=== Brief ===
The entries below must be reproduced exactly; their pictures are not part of the copy.

[Saved entries]
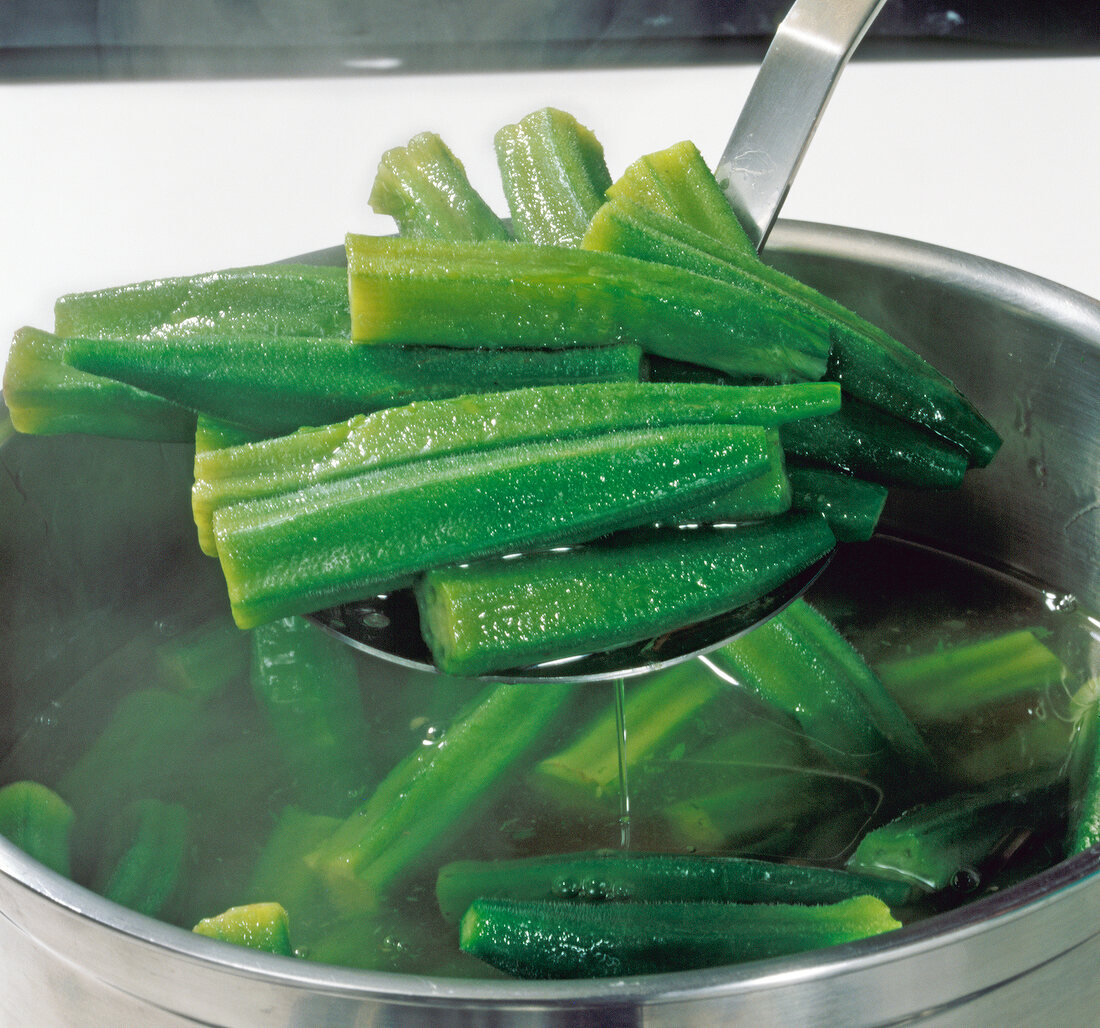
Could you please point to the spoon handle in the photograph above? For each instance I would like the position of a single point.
(794, 84)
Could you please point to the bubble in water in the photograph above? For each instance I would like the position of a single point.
(567, 888)
(966, 880)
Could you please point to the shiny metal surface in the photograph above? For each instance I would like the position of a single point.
(388, 628)
(1029, 353)
(791, 90)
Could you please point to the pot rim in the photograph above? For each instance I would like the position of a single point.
(1018, 289)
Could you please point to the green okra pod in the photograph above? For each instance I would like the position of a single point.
(677, 183)
(270, 299)
(619, 875)
(946, 842)
(563, 940)
(260, 926)
(952, 684)
(433, 792)
(39, 821)
(282, 874)
(554, 176)
(870, 364)
(142, 861)
(497, 294)
(851, 506)
(482, 421)
(205, 661)
(333, 542)
(277, 385)
(152, 734)
(45, 397)
(799, 663)
(499, 615)
(424, 187)
(306, 685)
(871, 444)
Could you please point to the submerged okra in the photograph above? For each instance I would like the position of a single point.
(798, 662)
(39, 821)
(499, 615)
(435, 792)
(276, 385)
(495, 294)
(617, 876)
(143, 859)
(306, 685)
(565, 940)
(260, 926)
(352, 538)
(948, 841)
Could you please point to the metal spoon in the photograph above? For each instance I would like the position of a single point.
(794, 84)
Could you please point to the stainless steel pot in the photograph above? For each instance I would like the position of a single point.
(79, 539)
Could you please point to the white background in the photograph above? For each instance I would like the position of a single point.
(111, 183)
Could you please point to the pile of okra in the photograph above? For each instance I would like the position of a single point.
(613, 384)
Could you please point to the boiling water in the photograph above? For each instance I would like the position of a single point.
(620, 767)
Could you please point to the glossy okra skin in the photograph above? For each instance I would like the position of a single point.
(424, 187)
(480, 422)
(497, 294)
(766, 496)
(45, 396)
(871, 444)
(851, 506)
(565, 940)
(609, 876)
(433, 792)
(504, 615)
(276, 385)
(271, 299)
(553, 174)
(39, 821)
(260, 926)
(678, 184)
(870, 364)
(336, 542)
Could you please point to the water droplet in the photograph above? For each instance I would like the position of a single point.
(1059, 603)
(371, 618)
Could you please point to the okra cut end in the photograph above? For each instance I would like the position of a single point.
(260, 926)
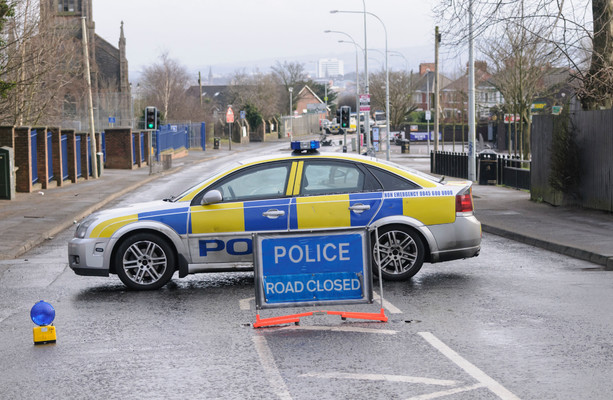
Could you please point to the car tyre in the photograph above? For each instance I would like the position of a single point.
(144, 261)
(402, 253)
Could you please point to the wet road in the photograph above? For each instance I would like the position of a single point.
(516, 322)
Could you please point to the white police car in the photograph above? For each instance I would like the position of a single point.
(209, 227)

=== Expected answer ===
Could you please point to the spoon handle in the photograph above? For each instance I would like the position of a single point.
(794, 84)
Could you please point to the bubble in water in the photograph above? For each instance I would like the position of a single point.
(567, 888)
(966, 880)
Could you please point to the shiny metal surface in the photograph above? For each instance I would like the position of a single point.
(388, 628)
(1029, 353)
(791, 90)
Could you please point to the pot rim in the photograph above? For each instance I would like the position of a single point.
(1018, 289)
Could you please point to the green okra pod in the photograph above? For each instance I would like the position of a single point.
(677, 183)
(270, 299)
(619, 875)
(946, 842)
(563, 940)
(260, 926)
(952, 684)
(433, 792)
(39, 821)
(282, 874)
(554, 176)
(870, 364)
(142, 861)
(497, 294)
(851, 506)
(482, 421)
(205, 661)
(333, 542)
(277, 385)
(152, 734)
(45, 397)
(799, 663)
(499, 615)
(424, 187)
(306, 685)
(871, 444)
Could you please point to the submerged okra in the photograph above? For each instance I would like the position of a single point.
(798, 662)
(39, 821)
(499, 615)
(435, 792)
(276, 385)
(495, 294)
(617, 876)
(143, 859)
(306, 685)
(565, 940)
(260, 926)
(352, 538)
(948, 841)
Could you please point to the metal spoon in the photograph above? For each instance I would like the position of a single point.
(794, 84)
Could you please point to the stainless steel pot in the photograph above? For each instance I would like the position of a single point.
(79, 539)
Could you please point to the white background in the photograph above? For each instance I would like the position of a single point.
(111, 183)
Could you please point to the pile of okra in the photograph above? For each instance I would like the position of a single point.
(613, 384)
Could you please point to the boiling water in the photograph above? For each instance I would like the position of a single point.
(620, 767)
Could you please point to the glossy okra skin in the photograph above? For each instance I would like the position of a single point.
(424, 187)
(480, 422)
(497, 294)
(766, 496)
(45, 396)
(871, 444)
(851, 506)
(565, 940)
(609, 876)
(433, 792)
(504, 615)
(276, 385)
(271, 299)
(553, 174)
(39, 821)
(260, 926)
(678, 184)
(870, 364)
(336, 542)
Could you please point to the water droplet in the photograph above? For each instance I would like the position of a single point.
(1059, 603)
(371, 618)
Could you please point to the okra cut end in the photograph above? For each instance I would like the position of a single point.
(260, 926)
Could you please point to the car tyre in the photograph above? For each instance I would like the position of a single point.
(144, 261)
(402, 253)
Could you please point to the wet road in the photograph above? For each instance I would like the position of a single point.
(516, 322)
Could you please point to the white police car in the photograph above? For each instance I would like the position of a single point.
(209, 227)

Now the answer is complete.